• **What the task requires**
Transcribe only the part of the listing below that begins at the line containing "finger in the photo above." and runs to its final line, keeping both ends.

☆ ☆ ☆ ☆ ☆ ☆ ☆

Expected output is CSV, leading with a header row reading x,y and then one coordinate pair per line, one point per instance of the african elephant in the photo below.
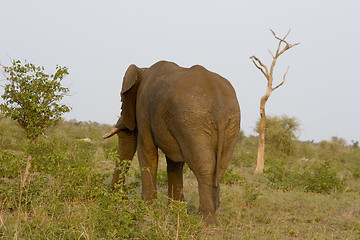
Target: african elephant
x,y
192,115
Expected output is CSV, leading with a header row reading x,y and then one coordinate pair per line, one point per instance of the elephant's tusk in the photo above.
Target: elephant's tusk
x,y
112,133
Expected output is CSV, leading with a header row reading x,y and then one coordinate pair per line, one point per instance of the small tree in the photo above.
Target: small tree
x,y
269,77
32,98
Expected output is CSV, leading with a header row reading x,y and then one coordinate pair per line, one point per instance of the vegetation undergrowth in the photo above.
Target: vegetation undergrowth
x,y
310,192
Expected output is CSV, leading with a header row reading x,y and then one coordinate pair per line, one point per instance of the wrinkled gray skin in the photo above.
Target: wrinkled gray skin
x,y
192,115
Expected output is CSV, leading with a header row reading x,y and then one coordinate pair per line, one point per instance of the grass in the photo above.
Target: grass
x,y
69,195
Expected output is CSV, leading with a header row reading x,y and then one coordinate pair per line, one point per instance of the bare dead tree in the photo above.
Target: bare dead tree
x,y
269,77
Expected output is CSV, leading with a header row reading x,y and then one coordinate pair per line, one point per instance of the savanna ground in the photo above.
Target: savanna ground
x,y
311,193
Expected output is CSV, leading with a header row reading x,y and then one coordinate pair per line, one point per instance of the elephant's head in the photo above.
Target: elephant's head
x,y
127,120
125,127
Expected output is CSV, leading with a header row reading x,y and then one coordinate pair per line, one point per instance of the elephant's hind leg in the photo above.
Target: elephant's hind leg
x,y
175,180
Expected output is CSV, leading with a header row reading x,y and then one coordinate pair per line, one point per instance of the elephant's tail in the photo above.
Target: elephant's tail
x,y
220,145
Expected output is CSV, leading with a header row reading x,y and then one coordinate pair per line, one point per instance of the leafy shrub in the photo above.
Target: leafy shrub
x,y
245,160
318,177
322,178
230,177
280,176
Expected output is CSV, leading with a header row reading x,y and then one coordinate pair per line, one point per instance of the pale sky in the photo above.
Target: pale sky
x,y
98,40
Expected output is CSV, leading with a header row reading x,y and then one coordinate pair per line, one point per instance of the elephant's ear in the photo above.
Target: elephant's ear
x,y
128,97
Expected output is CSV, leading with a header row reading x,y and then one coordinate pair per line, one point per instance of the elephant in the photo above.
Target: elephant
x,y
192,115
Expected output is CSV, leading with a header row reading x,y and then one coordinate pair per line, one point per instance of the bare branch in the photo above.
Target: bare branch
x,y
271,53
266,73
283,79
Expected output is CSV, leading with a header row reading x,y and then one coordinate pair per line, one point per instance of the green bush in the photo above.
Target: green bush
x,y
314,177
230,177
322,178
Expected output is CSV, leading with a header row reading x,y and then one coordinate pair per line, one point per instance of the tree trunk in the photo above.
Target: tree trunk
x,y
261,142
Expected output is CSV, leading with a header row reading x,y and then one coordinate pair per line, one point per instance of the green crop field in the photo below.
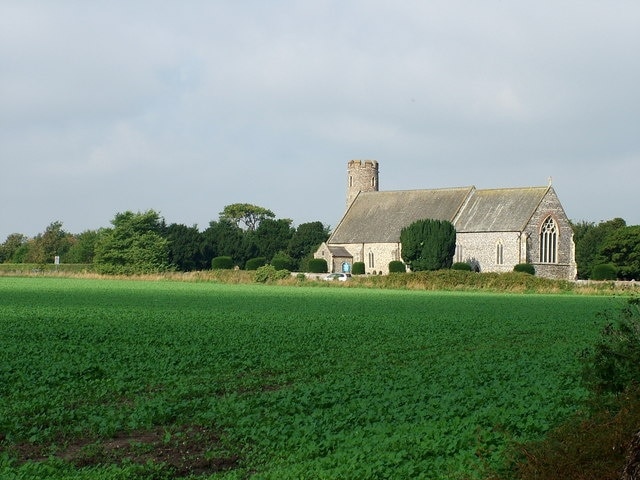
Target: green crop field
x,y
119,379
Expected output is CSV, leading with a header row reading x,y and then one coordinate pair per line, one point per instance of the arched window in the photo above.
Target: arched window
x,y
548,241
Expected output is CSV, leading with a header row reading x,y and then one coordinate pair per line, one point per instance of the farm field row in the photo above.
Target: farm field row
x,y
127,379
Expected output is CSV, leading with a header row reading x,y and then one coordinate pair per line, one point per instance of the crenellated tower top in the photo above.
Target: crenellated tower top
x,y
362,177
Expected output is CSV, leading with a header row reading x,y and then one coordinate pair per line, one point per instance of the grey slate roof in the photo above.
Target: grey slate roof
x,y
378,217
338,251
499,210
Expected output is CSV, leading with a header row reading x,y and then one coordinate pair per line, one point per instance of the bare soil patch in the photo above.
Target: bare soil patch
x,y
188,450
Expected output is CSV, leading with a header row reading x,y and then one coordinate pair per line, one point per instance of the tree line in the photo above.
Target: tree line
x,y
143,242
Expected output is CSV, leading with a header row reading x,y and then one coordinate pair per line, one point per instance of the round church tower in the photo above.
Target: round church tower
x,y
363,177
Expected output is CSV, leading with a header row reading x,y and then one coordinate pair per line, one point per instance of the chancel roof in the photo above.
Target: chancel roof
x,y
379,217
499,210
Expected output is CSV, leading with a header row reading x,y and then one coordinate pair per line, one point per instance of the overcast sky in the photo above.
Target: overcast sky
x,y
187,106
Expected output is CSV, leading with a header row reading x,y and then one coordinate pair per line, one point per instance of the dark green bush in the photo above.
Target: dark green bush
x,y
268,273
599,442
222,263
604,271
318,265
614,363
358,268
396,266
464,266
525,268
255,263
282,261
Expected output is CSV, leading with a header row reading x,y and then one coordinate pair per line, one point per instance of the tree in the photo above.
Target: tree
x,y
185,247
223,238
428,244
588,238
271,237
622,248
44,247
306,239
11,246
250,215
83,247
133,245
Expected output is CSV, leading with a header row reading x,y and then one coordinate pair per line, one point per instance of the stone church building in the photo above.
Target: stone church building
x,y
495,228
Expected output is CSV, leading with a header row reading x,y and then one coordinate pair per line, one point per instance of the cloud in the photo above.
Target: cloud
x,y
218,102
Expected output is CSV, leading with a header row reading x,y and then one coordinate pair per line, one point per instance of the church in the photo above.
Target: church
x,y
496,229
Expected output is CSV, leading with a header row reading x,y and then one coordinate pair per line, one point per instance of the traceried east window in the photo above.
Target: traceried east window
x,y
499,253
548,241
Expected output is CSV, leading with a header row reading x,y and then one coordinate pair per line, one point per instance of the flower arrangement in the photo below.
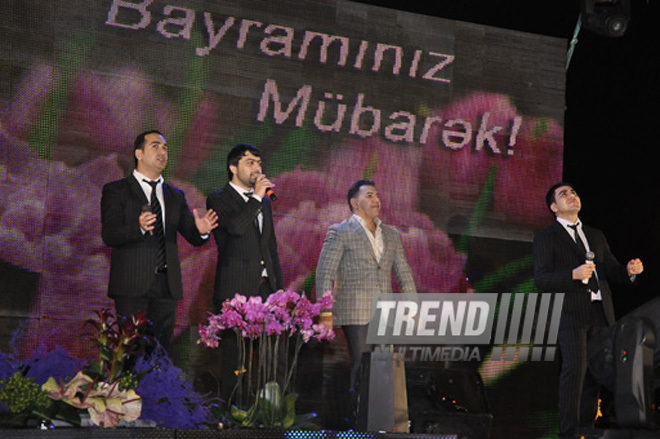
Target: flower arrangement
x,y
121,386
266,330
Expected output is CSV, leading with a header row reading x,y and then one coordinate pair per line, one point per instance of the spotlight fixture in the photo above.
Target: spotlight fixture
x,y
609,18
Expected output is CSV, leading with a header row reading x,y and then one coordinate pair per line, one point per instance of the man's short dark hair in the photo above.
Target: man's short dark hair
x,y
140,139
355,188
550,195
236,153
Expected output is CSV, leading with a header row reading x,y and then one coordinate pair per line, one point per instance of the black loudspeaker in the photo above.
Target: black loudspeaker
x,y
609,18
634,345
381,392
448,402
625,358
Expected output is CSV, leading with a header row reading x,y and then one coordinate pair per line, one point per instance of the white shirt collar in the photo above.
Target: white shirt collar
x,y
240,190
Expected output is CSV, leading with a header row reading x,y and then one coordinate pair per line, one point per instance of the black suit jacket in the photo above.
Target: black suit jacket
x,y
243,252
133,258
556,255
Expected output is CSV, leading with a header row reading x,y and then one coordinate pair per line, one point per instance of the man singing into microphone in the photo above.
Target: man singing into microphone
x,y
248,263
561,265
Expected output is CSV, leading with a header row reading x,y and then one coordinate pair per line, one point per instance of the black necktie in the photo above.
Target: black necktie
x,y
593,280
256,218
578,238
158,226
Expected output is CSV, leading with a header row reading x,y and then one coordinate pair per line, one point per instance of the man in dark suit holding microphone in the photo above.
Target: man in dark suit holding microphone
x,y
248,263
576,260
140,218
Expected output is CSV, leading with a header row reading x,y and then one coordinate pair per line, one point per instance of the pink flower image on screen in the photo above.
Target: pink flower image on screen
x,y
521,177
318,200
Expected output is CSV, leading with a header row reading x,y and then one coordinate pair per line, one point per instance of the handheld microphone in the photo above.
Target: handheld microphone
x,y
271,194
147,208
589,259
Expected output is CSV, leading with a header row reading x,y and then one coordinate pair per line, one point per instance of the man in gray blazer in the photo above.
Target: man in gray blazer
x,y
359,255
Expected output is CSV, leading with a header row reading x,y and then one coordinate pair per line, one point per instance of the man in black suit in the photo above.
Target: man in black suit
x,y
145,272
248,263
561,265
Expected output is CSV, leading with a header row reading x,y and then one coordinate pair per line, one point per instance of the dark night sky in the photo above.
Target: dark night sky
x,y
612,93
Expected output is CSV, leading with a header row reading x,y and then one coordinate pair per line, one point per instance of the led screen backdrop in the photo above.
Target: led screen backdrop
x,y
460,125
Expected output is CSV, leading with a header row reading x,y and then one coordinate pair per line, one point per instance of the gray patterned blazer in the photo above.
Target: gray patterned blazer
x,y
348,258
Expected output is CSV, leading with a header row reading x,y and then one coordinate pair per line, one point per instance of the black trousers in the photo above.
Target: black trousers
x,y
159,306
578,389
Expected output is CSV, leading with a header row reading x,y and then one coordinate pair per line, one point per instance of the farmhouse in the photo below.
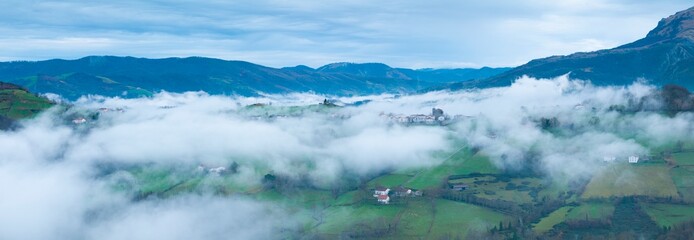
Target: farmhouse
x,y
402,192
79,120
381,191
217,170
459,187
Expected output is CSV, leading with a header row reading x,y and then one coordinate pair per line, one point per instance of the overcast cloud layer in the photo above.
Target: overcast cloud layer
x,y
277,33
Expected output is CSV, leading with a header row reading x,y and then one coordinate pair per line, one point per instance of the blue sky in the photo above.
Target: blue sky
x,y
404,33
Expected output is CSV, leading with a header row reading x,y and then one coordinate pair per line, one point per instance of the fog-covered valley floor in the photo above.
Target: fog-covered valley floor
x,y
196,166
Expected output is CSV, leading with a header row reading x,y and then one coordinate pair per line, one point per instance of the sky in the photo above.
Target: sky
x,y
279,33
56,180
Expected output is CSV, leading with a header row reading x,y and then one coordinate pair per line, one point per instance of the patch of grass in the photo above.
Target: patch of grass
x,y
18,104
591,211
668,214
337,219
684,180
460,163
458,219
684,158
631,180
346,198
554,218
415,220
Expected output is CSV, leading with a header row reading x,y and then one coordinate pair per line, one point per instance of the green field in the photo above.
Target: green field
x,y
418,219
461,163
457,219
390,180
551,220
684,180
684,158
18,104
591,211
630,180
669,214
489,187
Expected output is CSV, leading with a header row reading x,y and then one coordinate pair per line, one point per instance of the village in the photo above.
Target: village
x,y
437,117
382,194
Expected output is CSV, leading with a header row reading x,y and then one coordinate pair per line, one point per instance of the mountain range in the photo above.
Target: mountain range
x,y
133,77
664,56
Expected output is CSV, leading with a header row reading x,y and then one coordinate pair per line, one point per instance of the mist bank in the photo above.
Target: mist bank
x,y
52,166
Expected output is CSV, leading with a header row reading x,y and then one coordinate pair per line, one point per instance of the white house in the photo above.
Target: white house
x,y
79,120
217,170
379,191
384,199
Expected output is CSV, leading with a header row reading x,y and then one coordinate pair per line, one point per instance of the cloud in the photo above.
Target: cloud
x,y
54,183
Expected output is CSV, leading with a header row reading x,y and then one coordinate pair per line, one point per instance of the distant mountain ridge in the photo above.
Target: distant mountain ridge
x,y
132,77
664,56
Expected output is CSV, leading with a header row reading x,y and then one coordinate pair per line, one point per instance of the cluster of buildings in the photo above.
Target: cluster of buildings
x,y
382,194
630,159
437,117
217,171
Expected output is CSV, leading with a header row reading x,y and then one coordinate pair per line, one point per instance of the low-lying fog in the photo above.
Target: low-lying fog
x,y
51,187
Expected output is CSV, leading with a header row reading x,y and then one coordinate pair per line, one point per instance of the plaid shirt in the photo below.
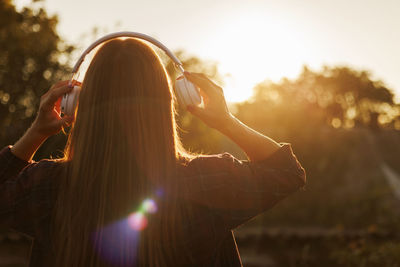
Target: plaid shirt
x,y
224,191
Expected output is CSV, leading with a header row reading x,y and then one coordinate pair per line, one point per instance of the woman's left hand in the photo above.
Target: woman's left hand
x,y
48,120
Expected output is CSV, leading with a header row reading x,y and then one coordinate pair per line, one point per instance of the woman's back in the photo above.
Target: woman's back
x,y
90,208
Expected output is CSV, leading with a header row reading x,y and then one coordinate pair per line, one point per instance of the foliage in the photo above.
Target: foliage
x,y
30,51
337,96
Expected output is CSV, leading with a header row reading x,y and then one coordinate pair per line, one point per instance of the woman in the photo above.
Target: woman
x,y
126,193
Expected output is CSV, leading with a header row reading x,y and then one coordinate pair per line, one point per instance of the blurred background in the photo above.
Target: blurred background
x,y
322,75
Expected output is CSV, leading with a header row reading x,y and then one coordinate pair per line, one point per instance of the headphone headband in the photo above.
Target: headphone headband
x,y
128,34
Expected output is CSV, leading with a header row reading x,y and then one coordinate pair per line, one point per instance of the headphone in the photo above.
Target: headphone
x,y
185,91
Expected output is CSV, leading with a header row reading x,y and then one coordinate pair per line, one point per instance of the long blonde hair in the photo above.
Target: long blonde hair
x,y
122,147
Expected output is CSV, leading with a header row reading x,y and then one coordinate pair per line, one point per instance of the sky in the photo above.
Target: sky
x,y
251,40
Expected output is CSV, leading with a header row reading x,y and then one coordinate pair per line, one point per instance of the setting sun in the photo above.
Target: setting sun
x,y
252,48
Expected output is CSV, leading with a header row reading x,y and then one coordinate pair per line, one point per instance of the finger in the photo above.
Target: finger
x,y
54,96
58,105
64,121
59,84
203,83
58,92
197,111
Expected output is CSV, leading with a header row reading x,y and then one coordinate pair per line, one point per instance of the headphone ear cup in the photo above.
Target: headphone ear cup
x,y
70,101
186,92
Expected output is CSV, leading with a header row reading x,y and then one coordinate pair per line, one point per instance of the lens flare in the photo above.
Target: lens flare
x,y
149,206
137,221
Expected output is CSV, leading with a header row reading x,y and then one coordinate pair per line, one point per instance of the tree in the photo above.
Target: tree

☆ ☆ ☆ ☆ ☆ ☆ ☆

• **Response below**
Expected output is CSV, leading with a header row reading x,y and then one coordinate pair per line, one point per instance of the finger in the photo above.
Target: finger
x,y
54,96
58,105
64,121
59,84
203,83
58,92
197,111
Expected output is CSV, leading with a header row reading x,y and then one coordinate pair per line, one point per instance of the headphone ear cup in the photo above.
Target: headphone ear cup
x,y
70,101
186,92
Expected output is CSV, leading with a header row reading x,y and then one coordinate pair per line, one point per instance of the lens flare in the photo above.
Target: lens flare
x,y
149,206
137,221
Expected output is CSV, leading with a header row reading x,y and then one coordinate pair per line, one point per instance of the tree in the photo above.
Target: tree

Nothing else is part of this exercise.